begin

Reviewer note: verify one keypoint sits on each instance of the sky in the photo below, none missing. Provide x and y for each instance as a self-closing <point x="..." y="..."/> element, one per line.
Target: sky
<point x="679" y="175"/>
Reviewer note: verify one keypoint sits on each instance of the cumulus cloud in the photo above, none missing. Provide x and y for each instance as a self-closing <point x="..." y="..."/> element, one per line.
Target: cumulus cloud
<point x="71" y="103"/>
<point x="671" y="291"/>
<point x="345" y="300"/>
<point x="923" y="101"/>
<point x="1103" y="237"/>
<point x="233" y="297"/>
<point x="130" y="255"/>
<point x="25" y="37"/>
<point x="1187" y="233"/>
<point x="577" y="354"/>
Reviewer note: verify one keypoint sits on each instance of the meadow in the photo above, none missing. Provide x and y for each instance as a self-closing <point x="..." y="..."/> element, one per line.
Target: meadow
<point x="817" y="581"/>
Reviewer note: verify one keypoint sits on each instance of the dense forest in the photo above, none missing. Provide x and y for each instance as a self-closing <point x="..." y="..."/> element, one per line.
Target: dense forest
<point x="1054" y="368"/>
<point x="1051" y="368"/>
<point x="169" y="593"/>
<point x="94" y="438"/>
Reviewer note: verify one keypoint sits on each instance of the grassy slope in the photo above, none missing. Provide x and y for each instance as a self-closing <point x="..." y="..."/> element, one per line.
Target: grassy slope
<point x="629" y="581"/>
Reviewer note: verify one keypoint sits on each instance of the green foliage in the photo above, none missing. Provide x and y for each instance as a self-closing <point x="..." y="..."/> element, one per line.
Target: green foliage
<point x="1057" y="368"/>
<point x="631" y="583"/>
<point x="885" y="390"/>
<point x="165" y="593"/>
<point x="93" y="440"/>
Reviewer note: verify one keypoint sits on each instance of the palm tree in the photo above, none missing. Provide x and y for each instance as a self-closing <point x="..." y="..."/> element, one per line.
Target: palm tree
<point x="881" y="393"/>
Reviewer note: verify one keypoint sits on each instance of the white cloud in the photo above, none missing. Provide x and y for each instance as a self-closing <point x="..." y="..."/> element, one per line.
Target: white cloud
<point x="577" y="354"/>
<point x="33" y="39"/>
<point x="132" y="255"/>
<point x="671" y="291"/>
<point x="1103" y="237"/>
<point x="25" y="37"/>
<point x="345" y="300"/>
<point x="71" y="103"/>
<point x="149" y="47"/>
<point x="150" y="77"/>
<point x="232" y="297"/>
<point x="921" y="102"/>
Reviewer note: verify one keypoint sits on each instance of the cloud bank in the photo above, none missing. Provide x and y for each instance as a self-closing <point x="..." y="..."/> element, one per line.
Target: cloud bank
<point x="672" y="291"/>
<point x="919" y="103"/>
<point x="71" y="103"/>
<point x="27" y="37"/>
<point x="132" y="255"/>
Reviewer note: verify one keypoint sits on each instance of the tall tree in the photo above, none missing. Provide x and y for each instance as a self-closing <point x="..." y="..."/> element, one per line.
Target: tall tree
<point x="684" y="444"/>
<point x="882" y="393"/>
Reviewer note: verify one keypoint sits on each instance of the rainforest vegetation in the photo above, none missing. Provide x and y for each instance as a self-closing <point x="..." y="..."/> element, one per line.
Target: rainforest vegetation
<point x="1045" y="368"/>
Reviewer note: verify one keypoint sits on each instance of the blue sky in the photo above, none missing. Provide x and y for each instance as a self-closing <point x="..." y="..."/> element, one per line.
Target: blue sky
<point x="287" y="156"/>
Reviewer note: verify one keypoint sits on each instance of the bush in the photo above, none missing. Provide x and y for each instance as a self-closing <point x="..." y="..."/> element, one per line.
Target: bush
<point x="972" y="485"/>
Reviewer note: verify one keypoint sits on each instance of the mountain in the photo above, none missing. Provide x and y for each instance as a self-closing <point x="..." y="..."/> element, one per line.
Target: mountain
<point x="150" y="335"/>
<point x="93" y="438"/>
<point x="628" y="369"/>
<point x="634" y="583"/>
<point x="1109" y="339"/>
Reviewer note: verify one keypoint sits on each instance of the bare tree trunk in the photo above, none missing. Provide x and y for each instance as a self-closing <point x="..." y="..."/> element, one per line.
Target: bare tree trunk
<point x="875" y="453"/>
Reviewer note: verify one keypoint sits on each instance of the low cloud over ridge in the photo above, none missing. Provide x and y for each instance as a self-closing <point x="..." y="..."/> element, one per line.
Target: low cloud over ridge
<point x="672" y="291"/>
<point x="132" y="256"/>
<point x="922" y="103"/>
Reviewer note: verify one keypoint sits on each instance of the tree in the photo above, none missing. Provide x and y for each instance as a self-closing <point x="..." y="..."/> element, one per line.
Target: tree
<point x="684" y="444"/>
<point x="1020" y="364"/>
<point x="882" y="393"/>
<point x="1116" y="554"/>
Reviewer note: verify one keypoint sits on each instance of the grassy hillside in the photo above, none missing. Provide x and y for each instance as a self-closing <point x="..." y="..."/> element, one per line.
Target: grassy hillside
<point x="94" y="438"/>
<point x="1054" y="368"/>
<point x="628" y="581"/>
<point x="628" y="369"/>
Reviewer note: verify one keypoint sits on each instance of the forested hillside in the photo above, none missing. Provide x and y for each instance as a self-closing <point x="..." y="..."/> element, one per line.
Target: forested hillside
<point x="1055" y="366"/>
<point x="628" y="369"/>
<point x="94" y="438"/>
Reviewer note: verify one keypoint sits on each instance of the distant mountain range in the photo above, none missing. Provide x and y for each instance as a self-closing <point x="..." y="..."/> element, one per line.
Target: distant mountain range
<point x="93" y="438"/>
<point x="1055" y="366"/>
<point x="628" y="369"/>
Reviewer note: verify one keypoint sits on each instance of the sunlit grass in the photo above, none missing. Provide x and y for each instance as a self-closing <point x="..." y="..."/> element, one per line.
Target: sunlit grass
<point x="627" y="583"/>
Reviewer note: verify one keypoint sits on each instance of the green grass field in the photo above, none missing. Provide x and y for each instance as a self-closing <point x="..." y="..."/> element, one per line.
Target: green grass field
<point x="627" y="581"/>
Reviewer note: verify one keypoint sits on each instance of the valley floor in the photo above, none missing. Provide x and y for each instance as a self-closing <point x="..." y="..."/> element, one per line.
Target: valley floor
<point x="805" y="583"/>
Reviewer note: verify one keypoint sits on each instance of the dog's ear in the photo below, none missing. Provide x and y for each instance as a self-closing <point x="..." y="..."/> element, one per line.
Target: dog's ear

end

*Given instruction*.
Retype nothing except the lines from the line holding "the grassy hillside" through the last line of the entries, both included.

*Worked answer*.
Reviewer note: verify one keypoint sits on each instance of the grassy hillside in the photo above, none missing. Provide x and y for each instance as a self-closing <point x="..." y="..."/> element, one per line.
Target: grassy hillside
<point x="94" y="438"/>
<point x="1054" y="368"/>
<point x="628" y="581"/>
<point x="628" y="369"/>
Reviewer note: verify one keypoint sits on each instance of the forested hillside in the photo above, none missing. Provide x and y for each instance as a self-closing <point x="..." y="..."/> element, one per line.
Target: forested hillside
<point x="1055" y="366"/>
<point x="628" y="369"/>
<point x="94" y="438"/>
Reviewer note: verify one keypoint sits on each instance of the distant mountain range in the photo above, none missing. Provide x and y for each instance as a self-closing <point x="..." y="..."/> element, one per line.
Target: distant mountain range
<point x="93" y="438"/>
<point x="1055" y="366"/>
<point x="628" y="369"/>
Reviewer note: verify one keypoint sits on each instance of the sunlit grass in the photo above, none missing. Provide x and y for each instance as a self-closing <point x="..." y="..."/> element, one per line.
Target: sunlit grass
<point x="627" y="583"/>
Reviewer note: verify one keypoint sits on each instance of the green grass field in the photo above, none missing. Provide x and y for each instance as a self-closing <point x="..." y="..."/> element, one per line.
Target: green grass field
<point x="627" y="581"/>
Reviewer note: verify one keypoint sits on each instance of the valley floor in the photo above, none missing. Provide x and y for each instance as a self-closing <point x="..." y="..."/> element, one per line.
Target: valley floor
<point x="805" y="583"/>
Reviewer note: verify one keypoint sits on each instance of the dog's ear in the photo below, none missing. Provide x and y for each instance as a self-closing <point x="..." y="..."/> element, one per line.
Target: dog's ear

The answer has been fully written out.